▸ **What is being asked**:
Give the number of lines in the data below that contain "fabric", with no other words.

(Point localization data)

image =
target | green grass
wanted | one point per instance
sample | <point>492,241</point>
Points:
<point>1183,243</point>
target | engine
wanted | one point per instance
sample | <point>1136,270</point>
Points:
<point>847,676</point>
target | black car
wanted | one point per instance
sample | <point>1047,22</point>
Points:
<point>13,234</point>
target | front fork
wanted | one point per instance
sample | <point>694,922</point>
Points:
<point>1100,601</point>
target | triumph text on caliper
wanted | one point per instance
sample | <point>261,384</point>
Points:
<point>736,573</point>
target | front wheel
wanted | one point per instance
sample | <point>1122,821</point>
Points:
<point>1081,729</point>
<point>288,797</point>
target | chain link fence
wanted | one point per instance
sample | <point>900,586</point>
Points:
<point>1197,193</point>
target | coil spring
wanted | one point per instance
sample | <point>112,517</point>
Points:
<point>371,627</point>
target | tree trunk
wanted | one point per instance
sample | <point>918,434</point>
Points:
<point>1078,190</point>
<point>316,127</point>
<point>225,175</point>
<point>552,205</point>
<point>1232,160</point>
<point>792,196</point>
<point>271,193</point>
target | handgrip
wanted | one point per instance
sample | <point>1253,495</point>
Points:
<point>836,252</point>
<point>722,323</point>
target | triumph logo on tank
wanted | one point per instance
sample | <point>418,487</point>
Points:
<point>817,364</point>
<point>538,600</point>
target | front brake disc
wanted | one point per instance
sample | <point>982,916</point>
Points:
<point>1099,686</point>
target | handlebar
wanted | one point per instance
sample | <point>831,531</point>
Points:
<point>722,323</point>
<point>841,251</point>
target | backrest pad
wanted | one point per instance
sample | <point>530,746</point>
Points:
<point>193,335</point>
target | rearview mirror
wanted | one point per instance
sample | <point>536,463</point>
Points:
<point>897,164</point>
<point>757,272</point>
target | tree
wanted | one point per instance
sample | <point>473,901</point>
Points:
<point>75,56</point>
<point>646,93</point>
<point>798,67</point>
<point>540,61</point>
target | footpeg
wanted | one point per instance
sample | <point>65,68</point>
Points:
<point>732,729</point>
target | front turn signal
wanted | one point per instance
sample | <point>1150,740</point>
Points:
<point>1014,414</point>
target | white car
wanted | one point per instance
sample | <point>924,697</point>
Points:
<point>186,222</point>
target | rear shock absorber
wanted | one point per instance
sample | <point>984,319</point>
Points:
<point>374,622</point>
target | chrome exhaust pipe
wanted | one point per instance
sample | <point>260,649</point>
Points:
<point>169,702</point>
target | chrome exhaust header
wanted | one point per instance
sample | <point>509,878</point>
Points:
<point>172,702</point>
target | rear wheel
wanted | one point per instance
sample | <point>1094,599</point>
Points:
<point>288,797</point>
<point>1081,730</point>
...
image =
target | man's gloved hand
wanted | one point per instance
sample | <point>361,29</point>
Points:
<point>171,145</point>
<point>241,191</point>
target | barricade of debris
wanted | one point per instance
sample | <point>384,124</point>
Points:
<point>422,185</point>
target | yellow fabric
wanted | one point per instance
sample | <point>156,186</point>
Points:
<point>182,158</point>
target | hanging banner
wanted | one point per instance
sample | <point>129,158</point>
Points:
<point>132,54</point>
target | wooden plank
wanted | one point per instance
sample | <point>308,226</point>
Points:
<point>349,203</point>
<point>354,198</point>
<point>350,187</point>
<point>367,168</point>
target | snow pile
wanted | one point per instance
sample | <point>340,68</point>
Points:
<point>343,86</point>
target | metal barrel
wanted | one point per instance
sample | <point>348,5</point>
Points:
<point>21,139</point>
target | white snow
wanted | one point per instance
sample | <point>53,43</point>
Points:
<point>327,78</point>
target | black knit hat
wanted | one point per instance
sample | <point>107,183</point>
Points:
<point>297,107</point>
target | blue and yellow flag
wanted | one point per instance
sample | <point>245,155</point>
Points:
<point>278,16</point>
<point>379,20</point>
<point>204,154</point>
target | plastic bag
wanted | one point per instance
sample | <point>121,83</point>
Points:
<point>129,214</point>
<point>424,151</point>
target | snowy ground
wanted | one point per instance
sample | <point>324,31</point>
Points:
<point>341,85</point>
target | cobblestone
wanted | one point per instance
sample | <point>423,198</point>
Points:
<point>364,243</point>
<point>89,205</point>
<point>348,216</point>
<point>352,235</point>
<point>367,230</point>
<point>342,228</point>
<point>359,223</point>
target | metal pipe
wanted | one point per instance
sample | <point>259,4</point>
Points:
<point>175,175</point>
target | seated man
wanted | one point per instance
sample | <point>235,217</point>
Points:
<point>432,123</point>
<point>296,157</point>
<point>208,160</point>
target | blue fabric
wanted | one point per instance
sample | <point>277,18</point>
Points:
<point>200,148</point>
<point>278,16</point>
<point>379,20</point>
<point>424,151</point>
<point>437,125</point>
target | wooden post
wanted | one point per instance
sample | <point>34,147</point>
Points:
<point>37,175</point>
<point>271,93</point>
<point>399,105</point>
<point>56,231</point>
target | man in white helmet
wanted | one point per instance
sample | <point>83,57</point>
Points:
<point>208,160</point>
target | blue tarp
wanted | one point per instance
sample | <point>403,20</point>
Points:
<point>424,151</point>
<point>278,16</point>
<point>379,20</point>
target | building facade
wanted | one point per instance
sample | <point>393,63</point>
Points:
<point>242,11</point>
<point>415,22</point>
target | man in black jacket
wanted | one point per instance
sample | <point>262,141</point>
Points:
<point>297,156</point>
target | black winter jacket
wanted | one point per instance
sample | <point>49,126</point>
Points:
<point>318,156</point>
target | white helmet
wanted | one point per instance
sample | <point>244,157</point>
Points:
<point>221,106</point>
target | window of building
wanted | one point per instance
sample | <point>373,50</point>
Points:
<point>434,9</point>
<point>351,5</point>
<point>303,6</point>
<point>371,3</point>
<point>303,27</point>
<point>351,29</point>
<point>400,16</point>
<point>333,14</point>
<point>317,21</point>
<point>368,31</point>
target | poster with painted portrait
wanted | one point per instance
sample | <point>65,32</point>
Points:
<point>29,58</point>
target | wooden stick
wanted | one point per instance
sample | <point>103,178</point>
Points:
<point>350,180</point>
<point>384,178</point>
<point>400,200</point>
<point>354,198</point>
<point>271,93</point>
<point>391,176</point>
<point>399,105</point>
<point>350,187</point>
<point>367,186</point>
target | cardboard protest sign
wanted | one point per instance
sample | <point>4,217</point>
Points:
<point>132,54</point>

▸ **Solution for this problem**:
2